Please write out, exactly as given, every line of the entries below up to and including the line with "Provide one point per instance of the red t-shirt".

--*--

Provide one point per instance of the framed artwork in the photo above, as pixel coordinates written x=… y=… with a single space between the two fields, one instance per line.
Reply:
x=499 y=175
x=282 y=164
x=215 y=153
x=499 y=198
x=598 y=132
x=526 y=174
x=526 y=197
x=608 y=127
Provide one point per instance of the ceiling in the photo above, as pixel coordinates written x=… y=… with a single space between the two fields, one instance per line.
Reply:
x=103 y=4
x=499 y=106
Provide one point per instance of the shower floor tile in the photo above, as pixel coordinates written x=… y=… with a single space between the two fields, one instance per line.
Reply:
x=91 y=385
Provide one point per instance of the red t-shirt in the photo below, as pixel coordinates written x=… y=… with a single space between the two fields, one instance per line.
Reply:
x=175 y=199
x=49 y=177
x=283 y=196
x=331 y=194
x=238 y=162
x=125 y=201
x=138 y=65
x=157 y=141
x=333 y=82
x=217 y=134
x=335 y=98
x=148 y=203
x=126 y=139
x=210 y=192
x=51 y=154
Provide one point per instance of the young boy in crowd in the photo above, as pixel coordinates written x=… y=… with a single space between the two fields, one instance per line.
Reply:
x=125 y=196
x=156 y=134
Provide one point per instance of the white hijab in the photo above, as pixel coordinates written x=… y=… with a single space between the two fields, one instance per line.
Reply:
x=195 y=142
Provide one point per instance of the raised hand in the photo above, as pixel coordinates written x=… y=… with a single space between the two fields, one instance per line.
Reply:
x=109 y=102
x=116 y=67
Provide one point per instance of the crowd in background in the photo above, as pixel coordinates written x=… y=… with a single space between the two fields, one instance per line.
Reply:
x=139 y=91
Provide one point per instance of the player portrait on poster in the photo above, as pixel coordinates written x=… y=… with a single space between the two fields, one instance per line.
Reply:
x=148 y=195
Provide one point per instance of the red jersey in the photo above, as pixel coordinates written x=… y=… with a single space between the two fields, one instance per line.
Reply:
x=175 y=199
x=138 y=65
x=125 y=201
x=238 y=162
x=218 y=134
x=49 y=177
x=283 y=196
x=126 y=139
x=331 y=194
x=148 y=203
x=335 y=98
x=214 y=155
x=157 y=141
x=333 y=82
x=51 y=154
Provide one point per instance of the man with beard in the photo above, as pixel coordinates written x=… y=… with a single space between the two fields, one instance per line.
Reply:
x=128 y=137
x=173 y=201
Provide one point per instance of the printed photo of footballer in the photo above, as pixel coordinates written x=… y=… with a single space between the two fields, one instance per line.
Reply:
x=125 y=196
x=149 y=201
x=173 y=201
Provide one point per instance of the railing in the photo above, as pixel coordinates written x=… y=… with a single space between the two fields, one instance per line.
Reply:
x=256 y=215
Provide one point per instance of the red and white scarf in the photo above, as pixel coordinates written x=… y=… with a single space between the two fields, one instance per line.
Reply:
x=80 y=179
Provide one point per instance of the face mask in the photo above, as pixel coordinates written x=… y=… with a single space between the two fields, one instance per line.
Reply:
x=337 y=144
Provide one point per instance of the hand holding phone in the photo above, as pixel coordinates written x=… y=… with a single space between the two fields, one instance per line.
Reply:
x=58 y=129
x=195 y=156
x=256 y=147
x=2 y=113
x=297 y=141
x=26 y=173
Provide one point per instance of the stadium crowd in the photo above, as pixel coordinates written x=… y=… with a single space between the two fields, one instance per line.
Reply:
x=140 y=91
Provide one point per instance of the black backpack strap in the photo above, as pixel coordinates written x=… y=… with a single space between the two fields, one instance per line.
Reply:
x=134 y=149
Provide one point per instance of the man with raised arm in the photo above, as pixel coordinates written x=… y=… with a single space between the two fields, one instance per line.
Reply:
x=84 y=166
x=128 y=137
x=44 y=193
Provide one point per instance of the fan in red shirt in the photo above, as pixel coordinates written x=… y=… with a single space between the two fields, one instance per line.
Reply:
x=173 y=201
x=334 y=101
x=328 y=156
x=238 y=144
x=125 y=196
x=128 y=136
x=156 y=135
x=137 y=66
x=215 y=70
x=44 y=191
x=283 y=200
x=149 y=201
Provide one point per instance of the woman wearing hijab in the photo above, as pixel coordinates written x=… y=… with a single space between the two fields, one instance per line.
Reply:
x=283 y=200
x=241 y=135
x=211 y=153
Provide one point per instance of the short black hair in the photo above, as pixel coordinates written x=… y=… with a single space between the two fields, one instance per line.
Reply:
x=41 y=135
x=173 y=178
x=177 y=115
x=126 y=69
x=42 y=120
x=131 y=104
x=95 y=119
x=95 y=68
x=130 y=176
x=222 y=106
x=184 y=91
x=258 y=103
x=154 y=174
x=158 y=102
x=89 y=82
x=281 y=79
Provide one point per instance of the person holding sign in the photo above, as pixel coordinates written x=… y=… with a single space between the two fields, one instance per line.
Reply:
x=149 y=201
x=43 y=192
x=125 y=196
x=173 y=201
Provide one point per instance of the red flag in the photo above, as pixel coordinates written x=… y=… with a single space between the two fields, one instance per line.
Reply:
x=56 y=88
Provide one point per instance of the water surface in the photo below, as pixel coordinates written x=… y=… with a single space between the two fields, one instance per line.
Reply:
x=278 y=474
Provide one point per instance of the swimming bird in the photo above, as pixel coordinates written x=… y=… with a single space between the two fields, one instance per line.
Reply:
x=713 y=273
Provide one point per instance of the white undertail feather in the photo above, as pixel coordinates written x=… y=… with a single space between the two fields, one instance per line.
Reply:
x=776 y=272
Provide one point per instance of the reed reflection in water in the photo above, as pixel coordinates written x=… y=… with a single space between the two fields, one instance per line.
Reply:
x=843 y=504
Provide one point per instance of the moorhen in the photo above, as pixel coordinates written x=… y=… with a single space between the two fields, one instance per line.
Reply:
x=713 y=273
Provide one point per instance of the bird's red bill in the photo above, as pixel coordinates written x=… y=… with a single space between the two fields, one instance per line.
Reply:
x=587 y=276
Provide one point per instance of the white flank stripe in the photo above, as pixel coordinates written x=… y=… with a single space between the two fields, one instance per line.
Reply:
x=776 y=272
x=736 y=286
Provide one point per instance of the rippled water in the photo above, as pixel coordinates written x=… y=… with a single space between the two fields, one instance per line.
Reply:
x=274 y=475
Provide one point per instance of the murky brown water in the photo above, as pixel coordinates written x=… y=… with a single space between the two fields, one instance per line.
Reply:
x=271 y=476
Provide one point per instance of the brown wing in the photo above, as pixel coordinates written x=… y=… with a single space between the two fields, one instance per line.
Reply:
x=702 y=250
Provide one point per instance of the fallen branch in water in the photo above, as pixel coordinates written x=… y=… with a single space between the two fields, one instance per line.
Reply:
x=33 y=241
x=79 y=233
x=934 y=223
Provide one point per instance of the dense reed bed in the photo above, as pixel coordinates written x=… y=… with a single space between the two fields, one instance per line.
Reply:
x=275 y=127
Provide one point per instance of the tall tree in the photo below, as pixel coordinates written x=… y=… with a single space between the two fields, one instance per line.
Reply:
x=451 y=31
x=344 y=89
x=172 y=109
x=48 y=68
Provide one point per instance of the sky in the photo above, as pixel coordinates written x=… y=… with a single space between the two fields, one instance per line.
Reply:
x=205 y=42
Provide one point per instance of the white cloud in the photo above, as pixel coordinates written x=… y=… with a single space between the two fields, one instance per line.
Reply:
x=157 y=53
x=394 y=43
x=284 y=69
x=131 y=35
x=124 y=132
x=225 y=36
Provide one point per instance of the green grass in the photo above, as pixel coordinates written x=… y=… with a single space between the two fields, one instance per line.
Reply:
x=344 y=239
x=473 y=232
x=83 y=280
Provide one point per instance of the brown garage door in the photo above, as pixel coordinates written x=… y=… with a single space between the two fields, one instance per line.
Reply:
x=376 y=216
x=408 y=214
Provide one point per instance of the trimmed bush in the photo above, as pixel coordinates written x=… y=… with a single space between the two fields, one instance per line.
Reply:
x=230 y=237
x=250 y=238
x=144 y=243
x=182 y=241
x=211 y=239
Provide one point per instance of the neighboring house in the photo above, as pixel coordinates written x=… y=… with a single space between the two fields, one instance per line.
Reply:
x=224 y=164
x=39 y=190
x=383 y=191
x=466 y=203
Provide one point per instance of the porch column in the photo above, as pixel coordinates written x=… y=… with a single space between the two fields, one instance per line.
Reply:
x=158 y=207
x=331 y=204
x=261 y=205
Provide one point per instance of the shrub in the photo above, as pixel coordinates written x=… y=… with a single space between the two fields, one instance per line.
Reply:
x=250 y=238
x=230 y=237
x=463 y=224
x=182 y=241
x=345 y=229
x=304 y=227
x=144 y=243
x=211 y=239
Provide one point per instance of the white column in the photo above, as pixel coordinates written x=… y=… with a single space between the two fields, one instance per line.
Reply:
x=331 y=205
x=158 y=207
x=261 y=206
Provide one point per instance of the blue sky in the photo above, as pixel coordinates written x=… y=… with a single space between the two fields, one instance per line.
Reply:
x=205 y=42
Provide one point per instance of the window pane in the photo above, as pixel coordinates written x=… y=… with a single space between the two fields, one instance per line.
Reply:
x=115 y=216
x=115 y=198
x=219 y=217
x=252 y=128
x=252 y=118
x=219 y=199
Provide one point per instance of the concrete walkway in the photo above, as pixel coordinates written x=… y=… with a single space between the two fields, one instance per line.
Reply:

--*--

**SOLUTION TO THE EXERCISE:**
Provide one point per instance of the framed artwork in the photo above, as pixel coordinates written x=… y=… with a single space between the two fields, one instance per line.
Reply:
x=499 y=175
x=282 y=164
x=215 y=153
x=499 y=198
x=598 y=132
x=526 y=174
x=526 y=197
x=608 y=127
Provide one point per instance of the ceiling in the photo above, as pixel coordinates written x=… y=… with a single space between the two fields, one instance per line.
Reply:
x=103 y=4
x=499 y=106
Provide one point per instance of the shower floor tile in the photo above, as pixel coordinates written x=… y=… with a single space between the two fields, one instance per line.
Reply:
x=91 y=385
Provide one point per instance of the red t-shirt in the photo below, as pixel coordinates written x=… y=… with a single space between the two fields, one instance per line.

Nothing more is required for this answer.